▶ [Stated goal]:
Extract the stretch of entries from their very first line through the line containing "column 233, row 209", including both ends, and reproduce each line with no changes.

▶ [Dataset]:
- - -

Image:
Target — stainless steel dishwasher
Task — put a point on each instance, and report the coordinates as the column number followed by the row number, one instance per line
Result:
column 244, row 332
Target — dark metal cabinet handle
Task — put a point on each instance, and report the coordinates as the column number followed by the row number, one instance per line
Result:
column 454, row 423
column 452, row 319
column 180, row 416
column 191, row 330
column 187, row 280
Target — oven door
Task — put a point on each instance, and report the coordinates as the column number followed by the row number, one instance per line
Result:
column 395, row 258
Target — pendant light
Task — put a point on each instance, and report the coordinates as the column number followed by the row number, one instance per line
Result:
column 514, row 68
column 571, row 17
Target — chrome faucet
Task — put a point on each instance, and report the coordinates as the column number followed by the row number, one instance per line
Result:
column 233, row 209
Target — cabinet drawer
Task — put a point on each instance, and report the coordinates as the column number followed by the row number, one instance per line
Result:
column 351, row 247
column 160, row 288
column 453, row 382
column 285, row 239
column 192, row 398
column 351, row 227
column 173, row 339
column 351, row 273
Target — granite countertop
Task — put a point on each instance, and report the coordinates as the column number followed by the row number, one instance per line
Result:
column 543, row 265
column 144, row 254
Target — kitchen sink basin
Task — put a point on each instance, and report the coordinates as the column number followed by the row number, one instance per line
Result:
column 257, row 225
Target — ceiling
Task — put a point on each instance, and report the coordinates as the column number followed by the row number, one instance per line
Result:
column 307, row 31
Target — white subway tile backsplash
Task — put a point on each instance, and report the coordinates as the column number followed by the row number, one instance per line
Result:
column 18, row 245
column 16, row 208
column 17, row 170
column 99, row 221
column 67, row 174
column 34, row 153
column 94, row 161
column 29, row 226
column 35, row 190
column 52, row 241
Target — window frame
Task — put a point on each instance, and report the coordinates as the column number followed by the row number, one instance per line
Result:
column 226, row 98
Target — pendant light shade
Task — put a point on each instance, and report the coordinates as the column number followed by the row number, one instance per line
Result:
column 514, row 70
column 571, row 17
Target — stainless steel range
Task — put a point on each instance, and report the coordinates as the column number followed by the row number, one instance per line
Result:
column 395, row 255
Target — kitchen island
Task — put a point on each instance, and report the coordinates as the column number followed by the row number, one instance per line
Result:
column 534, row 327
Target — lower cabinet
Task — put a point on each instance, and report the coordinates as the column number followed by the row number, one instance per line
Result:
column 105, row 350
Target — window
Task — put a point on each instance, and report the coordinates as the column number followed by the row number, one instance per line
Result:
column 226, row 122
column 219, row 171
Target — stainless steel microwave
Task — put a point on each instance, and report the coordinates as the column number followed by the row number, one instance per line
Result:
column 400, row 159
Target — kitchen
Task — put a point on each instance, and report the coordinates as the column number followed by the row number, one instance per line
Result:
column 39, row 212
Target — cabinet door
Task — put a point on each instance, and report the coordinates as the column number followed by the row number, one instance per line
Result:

- - -

▶ [Complete output]:
Image:
Target — stainless steel dishwasher
Task — put a point on each instance, and report the coordinates as the column number followed by the row number, one instance per line
Result:
column 244, row 332
Target — dark metal cabinet handle
Task — put a point on each instance, and report the coordinates as the column number followed by the row number, one instance per line
Result:
column 454, row 423
column 452, row 319
column 180, row 416
column 191, row 330
column 187, row 280
Target — oven door
Task — put a point on each instance, and report the coordinates as the column number followed by the row number, one instance per line
Result:
column 395, row 258
Target — pendant light
Task — put a point on each instance, and report the coordinates as the column number followed by the row number, one instance per line
Result:
column 514, row 68
column 571, row 17
Target — chrome faucet
Task — put a point on each instance, and report the coordinates as the column number followed by the row number, one instance per line
Result:
column 233, row 209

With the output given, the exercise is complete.